▶ _Given information_

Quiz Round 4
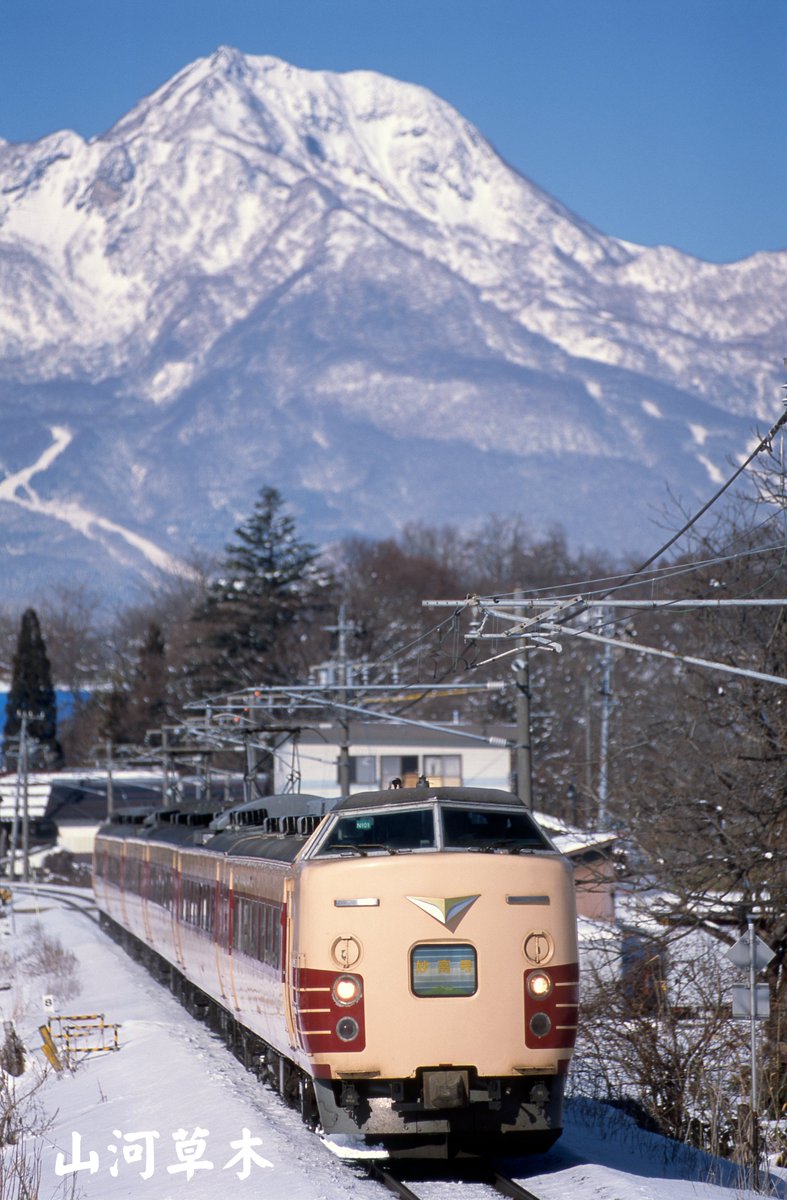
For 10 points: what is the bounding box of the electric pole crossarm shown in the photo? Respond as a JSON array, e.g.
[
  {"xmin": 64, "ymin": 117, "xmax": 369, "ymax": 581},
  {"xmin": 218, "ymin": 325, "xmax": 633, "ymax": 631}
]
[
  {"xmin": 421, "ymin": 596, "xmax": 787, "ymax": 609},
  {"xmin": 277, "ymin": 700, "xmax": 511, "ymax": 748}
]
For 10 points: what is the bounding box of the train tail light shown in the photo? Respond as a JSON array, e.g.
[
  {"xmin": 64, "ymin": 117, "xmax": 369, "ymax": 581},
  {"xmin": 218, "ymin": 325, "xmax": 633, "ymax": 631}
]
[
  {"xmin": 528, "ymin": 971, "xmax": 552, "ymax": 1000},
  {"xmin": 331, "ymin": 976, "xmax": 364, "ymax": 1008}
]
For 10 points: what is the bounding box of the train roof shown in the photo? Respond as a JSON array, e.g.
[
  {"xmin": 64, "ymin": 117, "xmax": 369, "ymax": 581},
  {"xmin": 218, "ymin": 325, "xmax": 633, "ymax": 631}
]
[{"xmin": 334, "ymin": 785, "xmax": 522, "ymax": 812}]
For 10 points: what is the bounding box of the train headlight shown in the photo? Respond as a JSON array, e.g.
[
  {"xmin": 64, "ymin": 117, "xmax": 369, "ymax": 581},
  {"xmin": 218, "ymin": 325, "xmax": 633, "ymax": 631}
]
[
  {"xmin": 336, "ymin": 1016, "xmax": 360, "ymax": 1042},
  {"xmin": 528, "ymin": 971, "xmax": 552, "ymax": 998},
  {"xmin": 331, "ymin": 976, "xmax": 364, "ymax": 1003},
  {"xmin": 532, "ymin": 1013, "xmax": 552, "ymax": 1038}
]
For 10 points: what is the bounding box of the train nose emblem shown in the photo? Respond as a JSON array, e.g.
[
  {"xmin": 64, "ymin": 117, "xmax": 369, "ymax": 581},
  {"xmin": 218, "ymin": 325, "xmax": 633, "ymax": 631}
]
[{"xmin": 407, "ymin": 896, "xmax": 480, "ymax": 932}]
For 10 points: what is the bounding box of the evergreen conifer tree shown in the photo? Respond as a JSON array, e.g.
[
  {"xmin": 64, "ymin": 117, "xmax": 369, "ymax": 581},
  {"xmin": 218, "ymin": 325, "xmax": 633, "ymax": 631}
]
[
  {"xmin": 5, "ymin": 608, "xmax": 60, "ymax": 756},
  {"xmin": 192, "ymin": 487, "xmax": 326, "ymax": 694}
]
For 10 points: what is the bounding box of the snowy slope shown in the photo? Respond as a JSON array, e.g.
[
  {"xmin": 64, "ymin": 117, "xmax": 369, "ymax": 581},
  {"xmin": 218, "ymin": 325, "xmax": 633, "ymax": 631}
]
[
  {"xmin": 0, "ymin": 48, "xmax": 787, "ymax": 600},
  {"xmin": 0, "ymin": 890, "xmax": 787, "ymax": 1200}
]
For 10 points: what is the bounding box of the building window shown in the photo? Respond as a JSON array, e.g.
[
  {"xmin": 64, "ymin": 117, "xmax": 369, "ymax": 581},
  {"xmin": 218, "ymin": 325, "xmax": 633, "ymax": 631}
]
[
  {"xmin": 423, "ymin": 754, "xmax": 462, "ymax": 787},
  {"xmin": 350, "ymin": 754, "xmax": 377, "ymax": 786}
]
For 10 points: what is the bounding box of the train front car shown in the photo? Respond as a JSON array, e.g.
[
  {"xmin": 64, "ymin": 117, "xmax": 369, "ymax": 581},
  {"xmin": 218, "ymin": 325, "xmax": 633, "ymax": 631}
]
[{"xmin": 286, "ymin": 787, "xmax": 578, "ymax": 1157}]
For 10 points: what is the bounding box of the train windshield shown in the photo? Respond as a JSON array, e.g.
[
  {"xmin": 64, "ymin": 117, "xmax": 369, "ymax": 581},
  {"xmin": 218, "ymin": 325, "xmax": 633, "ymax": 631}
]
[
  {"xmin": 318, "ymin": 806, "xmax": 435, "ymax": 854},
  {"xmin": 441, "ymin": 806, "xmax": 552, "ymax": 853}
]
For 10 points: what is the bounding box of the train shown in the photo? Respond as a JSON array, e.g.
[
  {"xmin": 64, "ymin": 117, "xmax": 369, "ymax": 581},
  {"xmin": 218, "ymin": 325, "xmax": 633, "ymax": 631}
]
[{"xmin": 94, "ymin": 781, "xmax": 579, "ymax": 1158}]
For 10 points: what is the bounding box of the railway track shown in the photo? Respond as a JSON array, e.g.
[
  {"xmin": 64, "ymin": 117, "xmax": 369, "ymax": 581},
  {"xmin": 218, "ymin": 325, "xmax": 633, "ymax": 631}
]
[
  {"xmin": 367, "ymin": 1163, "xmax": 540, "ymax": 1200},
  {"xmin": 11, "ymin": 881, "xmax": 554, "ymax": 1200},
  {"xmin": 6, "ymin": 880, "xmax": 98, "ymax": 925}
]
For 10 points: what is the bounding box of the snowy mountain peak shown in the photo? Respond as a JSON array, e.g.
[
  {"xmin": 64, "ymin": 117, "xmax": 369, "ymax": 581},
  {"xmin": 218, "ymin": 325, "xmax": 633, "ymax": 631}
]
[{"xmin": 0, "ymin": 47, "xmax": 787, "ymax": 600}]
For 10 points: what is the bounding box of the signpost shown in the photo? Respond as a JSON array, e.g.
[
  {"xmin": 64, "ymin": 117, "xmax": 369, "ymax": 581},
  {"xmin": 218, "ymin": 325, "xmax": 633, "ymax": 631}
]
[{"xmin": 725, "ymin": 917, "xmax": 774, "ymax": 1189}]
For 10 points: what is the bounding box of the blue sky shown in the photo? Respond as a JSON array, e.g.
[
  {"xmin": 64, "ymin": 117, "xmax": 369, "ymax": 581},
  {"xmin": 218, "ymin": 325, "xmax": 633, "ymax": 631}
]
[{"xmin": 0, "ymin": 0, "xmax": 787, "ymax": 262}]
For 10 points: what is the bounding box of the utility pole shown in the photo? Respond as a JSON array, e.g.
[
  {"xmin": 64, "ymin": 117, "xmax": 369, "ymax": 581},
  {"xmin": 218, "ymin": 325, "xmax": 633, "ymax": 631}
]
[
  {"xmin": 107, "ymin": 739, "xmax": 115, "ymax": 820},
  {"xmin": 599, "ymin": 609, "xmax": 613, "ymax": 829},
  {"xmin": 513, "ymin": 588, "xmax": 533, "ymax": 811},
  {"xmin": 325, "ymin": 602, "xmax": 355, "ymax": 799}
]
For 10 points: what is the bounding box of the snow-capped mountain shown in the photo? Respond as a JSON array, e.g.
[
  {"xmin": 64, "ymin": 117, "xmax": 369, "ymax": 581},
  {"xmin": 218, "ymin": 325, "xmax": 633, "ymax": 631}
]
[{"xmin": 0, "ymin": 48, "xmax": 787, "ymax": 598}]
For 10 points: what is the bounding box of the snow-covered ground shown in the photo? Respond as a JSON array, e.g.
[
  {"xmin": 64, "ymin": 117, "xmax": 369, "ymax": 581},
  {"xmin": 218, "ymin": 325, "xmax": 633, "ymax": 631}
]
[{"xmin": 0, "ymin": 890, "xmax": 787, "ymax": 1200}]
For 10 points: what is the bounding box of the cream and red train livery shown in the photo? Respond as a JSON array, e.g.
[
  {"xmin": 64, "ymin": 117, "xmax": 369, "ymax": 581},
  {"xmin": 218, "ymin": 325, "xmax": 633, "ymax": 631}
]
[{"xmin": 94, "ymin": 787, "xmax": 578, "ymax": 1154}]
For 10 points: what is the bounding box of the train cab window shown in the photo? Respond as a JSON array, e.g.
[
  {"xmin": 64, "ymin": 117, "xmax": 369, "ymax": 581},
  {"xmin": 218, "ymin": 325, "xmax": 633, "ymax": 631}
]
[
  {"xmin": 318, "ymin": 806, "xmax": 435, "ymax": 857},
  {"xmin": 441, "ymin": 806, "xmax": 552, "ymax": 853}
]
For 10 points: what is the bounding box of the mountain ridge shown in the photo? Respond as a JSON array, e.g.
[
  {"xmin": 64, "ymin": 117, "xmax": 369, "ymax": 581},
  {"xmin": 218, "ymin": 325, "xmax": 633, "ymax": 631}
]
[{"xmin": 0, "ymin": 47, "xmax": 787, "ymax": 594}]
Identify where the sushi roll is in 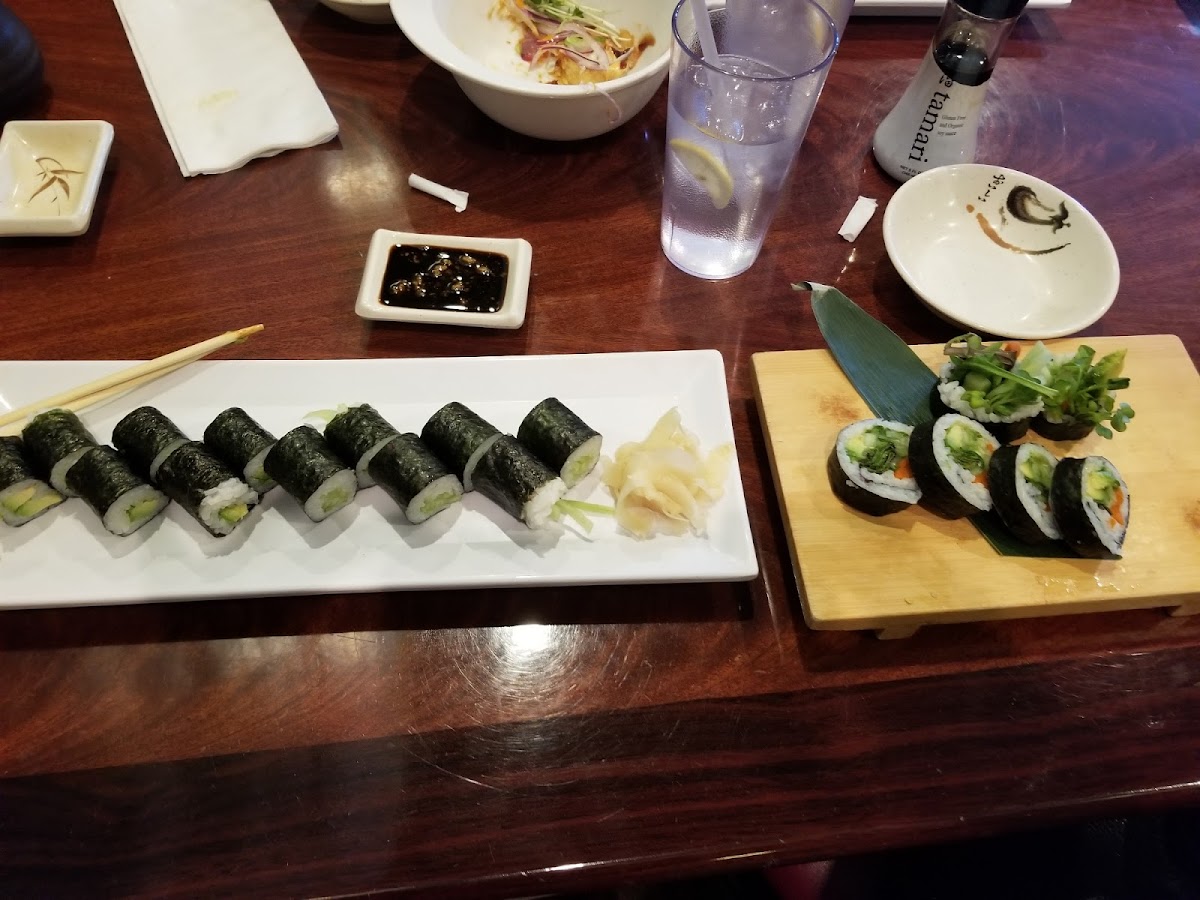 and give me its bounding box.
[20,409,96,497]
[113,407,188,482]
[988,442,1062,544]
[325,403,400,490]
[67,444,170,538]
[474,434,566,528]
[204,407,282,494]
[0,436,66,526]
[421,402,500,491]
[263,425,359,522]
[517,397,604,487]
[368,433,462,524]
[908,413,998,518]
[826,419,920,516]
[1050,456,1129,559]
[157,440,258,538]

▶ _Direction_
From the rows above, pull out every line that contains the word "snowy" and list those lines in their original order.

▶ _Expected answer_
For 10 points: what is the bounding box of the snowy slope shown in the photo? Respond as a JSON array, e.g.
For 10 points: what is the bounding box of the snowy mountain peak shown in the photo? Respond as a JSON array, e.g.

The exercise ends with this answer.